:: Document passage ::
################

Introduction
The Keras distribution API is a new interface designed to facilitate
distributed deep learning across a variety of backends like JAX,
TensorFlow and PyTorch. This powerful API introduces a suite of tools
enabling data and model parallelism, allowing for efficient scaling of
deep learning models on multiple accelerators and hosts. Whether
leveraging the power of GPUs or TPUs, the API provides a streamlined
approach to initializing distributed environments, defining device
meshes, and orchestrating the layout of tensors across computational
resources. Through classes like DataParallel
and
ModelParallel
, it abstracts the complexity involved in
parallel computation, making it easier for developers to accelerate
their machine learning workflows.
How it works
The Keras distribution API provides a global programming model that allows developers to compose applications that operate on tensors in a global context (as if working with a single device) while automatically managing distribution across many devices. The API leverages the underlying framework (e.g. JAX) to distribute the program and tensors according to the sharding directives through a procedure called single program, multiple data (SPMD) expansion.
By decoupling the application from sharding directives, the API enables running the same application on a single device, multiple devices, or even multiple clients, while preserving its global semantics.
Setup
# This guide assumes there are 8 GPUs available for testing. If you don't have
# 8 gpus available locally, you can set the following envvar to
# make xla initialize the CPU as 8 devices, to enable local testing
Sys.setenv("CUDA_VISIBLE_DEVICES" = "")
Sys.setenv("XLA_FLAGS" = "--xla_force_host_platform_device_count=8")
library(keras3)
# The distribution API is only implemented for the JAX backend for now.
use_backend("jax")
jax <- reticulate::import("jax")
library(tfdatasets, exclude = "shape") # For dataset input.
DeviceMesh
and TensorLayout
The keras$distribution$DeviceMesh
class in Keras
distribution API represents a cluster of computational devices
configured for distributed computation. It aligns with similar concepts
in jax.sharding.Mesh
and tf.dtensor.Mesh
,
where it’s used to map the physical devices to a logical mesh
structure.
The TensorLayout
class then specifies how tensors are
distributed across the DeviceMesh
, detailing the sharding
of tensors along specified axes that correspond to the names of the axes
in the DeviceMesh
.
You can find more detailed concept explainers in the TensorFlow DTensor guide.
# Retrieve the local available gpu devices.
devices <- jax$devices() # "gpu"
str(devices)
## List of 8
## $ :TFRT_CPU_0
## $ :TFRT_CPU_1
## $ :TFRT_CPU_2
## $ :TFRT_CPU_3
## $ :TFRT_CPU_4
## $ :TFRT_CPU_5
## $ :TFRT_CPU_6
## $ :TFRT_CPU_7
# Define a 2x4 device mesh with data and model parallel axes
mesh <- keras$distribution$DeviceMesh(
shape = shape(2, 4),
axis_names = list("data", "model"),
devices = devices
)

################

(Items from a dataset)
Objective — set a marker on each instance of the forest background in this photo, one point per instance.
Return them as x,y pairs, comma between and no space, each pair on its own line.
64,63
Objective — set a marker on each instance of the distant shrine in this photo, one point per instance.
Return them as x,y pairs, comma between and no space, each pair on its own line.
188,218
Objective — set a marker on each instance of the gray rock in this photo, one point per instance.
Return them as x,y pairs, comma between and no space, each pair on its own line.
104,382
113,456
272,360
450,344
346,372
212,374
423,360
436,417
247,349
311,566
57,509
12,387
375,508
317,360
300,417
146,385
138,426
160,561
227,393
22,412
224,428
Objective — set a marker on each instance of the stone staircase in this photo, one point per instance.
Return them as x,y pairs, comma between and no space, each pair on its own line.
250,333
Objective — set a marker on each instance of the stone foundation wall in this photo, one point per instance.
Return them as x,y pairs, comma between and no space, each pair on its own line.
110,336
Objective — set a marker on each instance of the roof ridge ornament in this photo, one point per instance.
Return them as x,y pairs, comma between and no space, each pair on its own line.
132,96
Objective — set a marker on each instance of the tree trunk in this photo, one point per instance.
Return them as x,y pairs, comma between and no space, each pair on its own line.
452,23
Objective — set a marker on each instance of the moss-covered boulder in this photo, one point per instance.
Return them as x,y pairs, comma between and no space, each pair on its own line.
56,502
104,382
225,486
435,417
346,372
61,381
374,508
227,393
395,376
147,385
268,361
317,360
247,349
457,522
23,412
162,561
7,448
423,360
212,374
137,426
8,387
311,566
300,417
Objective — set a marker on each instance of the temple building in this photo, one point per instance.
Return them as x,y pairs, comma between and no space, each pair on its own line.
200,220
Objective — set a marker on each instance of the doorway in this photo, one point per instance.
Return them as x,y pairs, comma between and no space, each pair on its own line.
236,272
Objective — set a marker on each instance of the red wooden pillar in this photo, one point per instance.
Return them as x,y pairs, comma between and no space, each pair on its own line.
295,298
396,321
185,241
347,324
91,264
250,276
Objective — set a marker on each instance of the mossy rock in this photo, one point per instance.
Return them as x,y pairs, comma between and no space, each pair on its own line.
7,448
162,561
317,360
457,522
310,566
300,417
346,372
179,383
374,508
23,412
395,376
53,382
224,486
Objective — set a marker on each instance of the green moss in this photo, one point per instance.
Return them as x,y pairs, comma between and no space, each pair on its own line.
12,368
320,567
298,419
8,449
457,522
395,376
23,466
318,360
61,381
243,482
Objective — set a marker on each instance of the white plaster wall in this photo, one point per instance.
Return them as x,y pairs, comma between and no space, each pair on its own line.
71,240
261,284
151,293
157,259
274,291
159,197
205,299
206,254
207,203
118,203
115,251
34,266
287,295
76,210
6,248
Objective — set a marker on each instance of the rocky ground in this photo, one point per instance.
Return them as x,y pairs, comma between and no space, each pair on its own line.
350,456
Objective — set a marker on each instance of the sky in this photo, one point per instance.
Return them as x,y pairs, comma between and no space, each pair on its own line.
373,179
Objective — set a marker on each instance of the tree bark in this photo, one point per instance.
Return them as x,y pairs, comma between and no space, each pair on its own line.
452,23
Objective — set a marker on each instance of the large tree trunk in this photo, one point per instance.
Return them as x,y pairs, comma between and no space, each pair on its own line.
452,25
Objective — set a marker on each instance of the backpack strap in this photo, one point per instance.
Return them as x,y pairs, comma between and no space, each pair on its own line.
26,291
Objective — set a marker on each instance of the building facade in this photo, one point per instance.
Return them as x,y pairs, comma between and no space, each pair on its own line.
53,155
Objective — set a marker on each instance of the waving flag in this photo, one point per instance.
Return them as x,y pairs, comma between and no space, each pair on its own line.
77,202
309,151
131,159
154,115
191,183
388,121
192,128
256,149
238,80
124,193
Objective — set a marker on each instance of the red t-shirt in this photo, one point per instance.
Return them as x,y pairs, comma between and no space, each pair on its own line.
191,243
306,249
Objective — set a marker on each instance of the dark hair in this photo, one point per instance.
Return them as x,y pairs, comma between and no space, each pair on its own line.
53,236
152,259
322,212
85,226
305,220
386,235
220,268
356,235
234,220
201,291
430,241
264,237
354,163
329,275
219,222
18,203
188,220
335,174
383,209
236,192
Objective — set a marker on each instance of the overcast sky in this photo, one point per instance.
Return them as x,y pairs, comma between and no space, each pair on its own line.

################

:: Aim ::
Name every backend that the opening paragraph of the Keras distribution API guide lists as one the API supports. Rely only on the guide for your answers.

:: Solution ::
JAX, TensorFlow, PyTorch